### [Travail à faire]
(a) Transcrivez l'extrait sur les délais de paiement du locataire en commençant à "Il ressort des" et en terminant à "son plein effet.".
(b) Selon l'extrait sur les délais de paiement du locataire, dans quelle limite de durée le juge peut-il accorder des délais de paiement ?
(c) Rédigez la suite de l'extrait sur les délais de paiement du locataire après sa dernière phrase.

### [Texte extrait]
Il ressort des dispositions de l’article 24 de la loi du 6 juillet 1989, applicable en l’espèce :
que le juge peut accorder des délais de paiement dans la limite de trois années au locataire en situation de régler sa dette locative ;
que pendant le cours des délais ainsi accordés, les effets de la clause de résiliation de plein droit sont suspendus, étant rappelé que les délais et les modalités de paiement accordés ne peuvent affecter l’exécution du contrat de location et notamment suspendre le paiement du loyer et des charges ;
que si le locataire se libère dans le délai et selon les modalités fixées par le juge, la clause de résiliation de plein droit est réputée ne pas avoir joué et que dans le cas contraire, elle reprend son plein effet.

### [Données brutes]
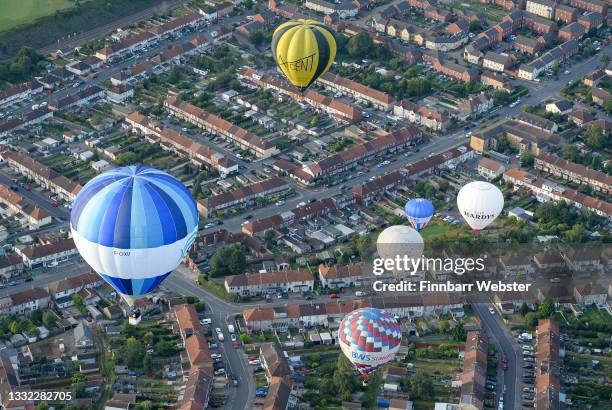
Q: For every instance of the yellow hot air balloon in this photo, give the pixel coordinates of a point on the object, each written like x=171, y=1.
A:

### [Réponses par tâche]
(a)
Il ressort des dispositions de l’article 24 de la loi du 6 juillet 1989, applicable en l’espèce :
que le juge peut accorder des délais de paiement dans la limite de trois années au locataire en situation de régler sa dette locative ;
que pendant le cours des délais ainsi accordés, les effets de la clause de résiliation de plein droit sont suspendus, étant rappelé que les délais et les modalités de paiement accordés ne peuvent affecter l’exécution du contrat de location et notamment suspendre le paiement du loyer et des charges ;
que si le locataire se libère dans le délai et selon les modalités fixées par le juge, la clause de résiliation de plein droit est réputée ne pas avoir joué et que dans le cas contraire, elle reprend son plein effet.

(b) Dans la limite de trois années.

(c)
En l’espèce, la Cour constate :
que si les locataires ne se sont pas acquittés des charges leur incombant en vertu du contrat de bail, ce même contrat ne faisait état d’aucune provision de charges, se limitant à énumérer les charges qui incombaient aux locataires en vertu des dispositions légales sans pour autant les préciser ;
que, surtout, les époux [D] ne justifient aucunement avoir sollicité les locataires en vue du paiement des charges retenues à hauteur d’appel, qu’ils se sont d’ailleurs limités à solliciter en cause d’appel sans justifier d’un appel de charges dûment réclamé aux locataires.
Il ne peut donc être considéré, au regard de ces éléments, comme le soutiennent les époux [D], qu’ils ne sont pas en mesure d’assurer le paiement des charges d’entretien où les charges récupérables dès lors qu’il n’est pas justifié que, bien que dues, elles leur ont été réclamées.
Par ailleurs, les ressources mensuelles des consorts [O] – [S], telles que décrites précédemment démontrent qu’ils étaient en mesure de régler la dette locative, étant observé que c’est une somme de l’ordre de moins de 40 euros mensuels qui doit se rajouter au loyer, au regard de la prise en compte des charges courantes et non exceptionnelles sur trois années, telles que précédemment retenues, ce qui n’est pas susceptible d’obérer la capacité des consorts [O] – [S] à faire face à leurs obligation locatives.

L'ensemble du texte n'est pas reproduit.